WHAT YOU NEED TO DO:
Leave every picture out. Set down all the lines below exactly.

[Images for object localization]
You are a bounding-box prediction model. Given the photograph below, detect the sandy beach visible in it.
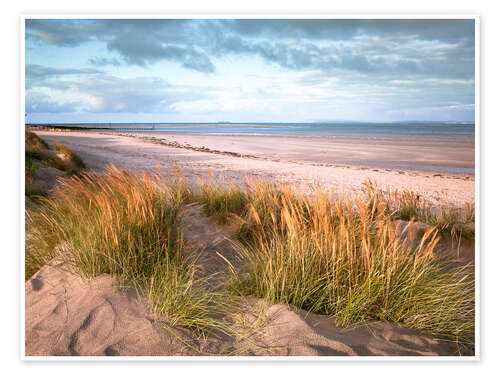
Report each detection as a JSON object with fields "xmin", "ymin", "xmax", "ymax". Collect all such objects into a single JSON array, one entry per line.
[
  {"xmin": 23, "ymin": 18, "xmax": 478, "ymax": 359},
  {"xmin": 32, "ymin": 130, "xmax": 474, "ymax": 207},
  {"xmin": 25, "ymin": 129, "xmax": 476, "ymax": 357},
  {"xmin": 131, "ymin": 132, "xmax": 475, "ymax": 174}
]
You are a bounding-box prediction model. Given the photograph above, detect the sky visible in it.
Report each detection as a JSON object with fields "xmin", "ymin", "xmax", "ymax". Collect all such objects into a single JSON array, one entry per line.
[{"xmin": 25, "ymin": 19, "xmax": 475, "ymax": 123}]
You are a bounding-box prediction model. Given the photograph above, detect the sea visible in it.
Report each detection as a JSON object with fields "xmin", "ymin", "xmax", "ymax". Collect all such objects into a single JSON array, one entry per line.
[
  {"xmin": 30, "ymin": 121, "xmax": 475, "ymax": 174},
  {"xmin": 38, "ymin": 121, "xmax": 475, "ymax": 141}
]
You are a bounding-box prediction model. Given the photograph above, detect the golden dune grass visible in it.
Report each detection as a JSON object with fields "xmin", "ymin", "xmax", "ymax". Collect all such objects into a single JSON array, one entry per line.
[{"xmin": 25, "ymin": 166, "xmax": 475, "ymax": 343}]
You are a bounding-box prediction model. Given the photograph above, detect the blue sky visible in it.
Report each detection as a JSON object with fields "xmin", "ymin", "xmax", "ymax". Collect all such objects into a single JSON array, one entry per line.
[{"xmin": 25, "ymin": 19, "xmax": 475, "ymax": 123}]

SOLUTION TO THIS TASK:
You are a bounding-box prediction model. Given the photograph below, detect the sandy beach visible in it.
Report each detection as a JSON object with fields "xmin", "ymin", "xmax", "ymax". Collect all such objects into a single JSON array, one entry per line.
[
  {"xmin": 23, "ymin": 18, "xmax": 478, "ymax": 359},
  {"xmin": 32, "ymin": 130, "xmax": 474, "ymax": 207},
  {"xmin": 25, "ymin": 129, "xmax": 476, "ymax": 357},
  {"xmin": 131, "ymin": 132, "xmax": 475, "ymax": 174}
]
You are a bounding-box prediction model. Given the photograph above, detect the sky visible in it.
Report each detection as a JSON object with fields "xmin", "ymin", "xmax", "ymax". Collect all such objects into a single JSON array, one entry per line.
[{"xmin": 25, "ymin": 19, "xmax": 475, "ymax": 123}]
You are a bounding-box prediction model. Given the photograph above, detect the sea visible in it.
Report each detection as a JSON object with fields "xmin", "ymin", "xmax", "ymax". Collect all such objects into a single JSON array, one entry per line.
[
  {"xmin": 30, "ymin": 121, "xmax": 475, "ymax": 174},
  {"xmin": 38, "ymin": 121, "xmax": 475, "ymax": 141}
]
You are a bounding-box prediction model. Given the photograph above, detect the golden dune grass visible in it.
Report each detection as a JSON object with fields "xmin", "ymin", "xmax", "ymax". Collect all such objects into a single JSON array, one entry per line.
[{"xmin": 25, "ymin": 166, "xmax": 475, "ymax": 343}]
You are a bounding-box prediction model. Given the photograph above, detect the blue sky visible in it.
Report each detection as a JSON object with fields "xmin", "ymin", "xmax", "ymax". Collect all such objects into a single JSON array, one entry per line.
[{"xmin": 25, "ymin": 19, "xmax": 475, "ymax": 123}]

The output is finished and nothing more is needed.